Filling Device with Adjustable Angle of Application

Abstract

A filling device adapted for wetting or filling a component provided with an undercut, includes a mixing head for mixing a flowable, curable, filler and an outlet tube for feeding the flowable filler to or into a filling space in the component. An adjustable deflecting unit for changing the direction of flow F of the flowable filler is provided such that the filler emerging from the outlet tube can be deflected into an intended direction of flow.

Description

BACKGROUND AND SUMMARY OF THE INVENTION

The present invention relates to a filling device adapted for wetting and/or filling a component provided with an undercut, as well as to a method of filling and/or backfilling the component with a flowable filler.

More particularly, the present invention relates to a filling device which is adapted for filling, backfilling or wetting a component provided with an undercut, where the angle of application and, therefore, the flowing direction of the filler can be adjusted by way of a deflecting unit. The present invention further relates to a method of filling and backfilling a component having an undercut with a flowable filler, where the filling of the area having the undercut takes place by way of a deflecting unit which is adjustable with respect to the angle of application. The invention can naturally also be used on components which have a different (not undercut) geometry.

In the prior art, different fields of application of filling devices are known which guide a flowable filler into a component or receptacle. Various industries use a variety of methods for filling their products and goods with PUR foam or the like. For example, to mention just a few application examples, the filling with a flowable filler is used in the packaging industry in order to fill boxes, cardboard boxes, vessels, cans, tubes and packages.

Another typical use for a filling device is found in the automotive industry such as for interior component parts in an automobile. Many of the products are shaped, for example, by means of a deep-drawing process and are additionally filled or backfilled with a PUR foam or a filler. For reasons of stability and assembly, diverse basic shapes require a foaming process in which the cavities are completely filled, for example, by use of a polyurethane foam.

**SUPPLIED INFORMATION**
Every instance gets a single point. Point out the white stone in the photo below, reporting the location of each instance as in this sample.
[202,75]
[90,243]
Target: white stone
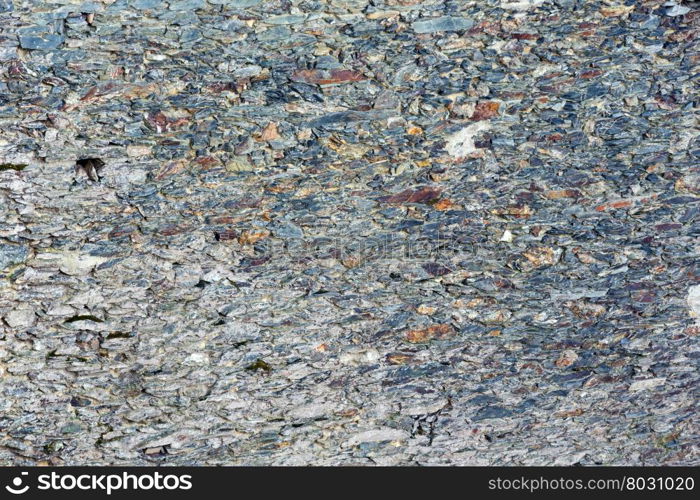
[22,317]
[694,301]
[650,383]
[378,435]
[461,143]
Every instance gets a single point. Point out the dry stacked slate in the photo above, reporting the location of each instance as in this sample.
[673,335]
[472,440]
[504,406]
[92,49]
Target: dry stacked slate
[349,232]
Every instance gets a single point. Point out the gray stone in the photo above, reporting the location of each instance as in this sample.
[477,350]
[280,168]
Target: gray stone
[444,23]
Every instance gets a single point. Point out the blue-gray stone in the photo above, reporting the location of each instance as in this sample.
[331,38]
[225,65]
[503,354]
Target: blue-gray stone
[12,254]
[40,42]
[288,230]
[444,23]
[187,4]
[488,412]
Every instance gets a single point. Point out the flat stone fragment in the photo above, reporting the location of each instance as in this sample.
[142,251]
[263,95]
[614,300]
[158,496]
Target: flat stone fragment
[12,254]
[40,42]
[444,23]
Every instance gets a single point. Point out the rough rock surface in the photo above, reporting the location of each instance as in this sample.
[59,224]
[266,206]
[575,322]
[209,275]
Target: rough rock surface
[349,232]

**TASK DESCRIPTION**
In the filling device text, which industry uses a flowable filler to fill boxes, cardboard boxes, vessels, cans, tubes and packages?

**TASK RESULT**
The packaging industry.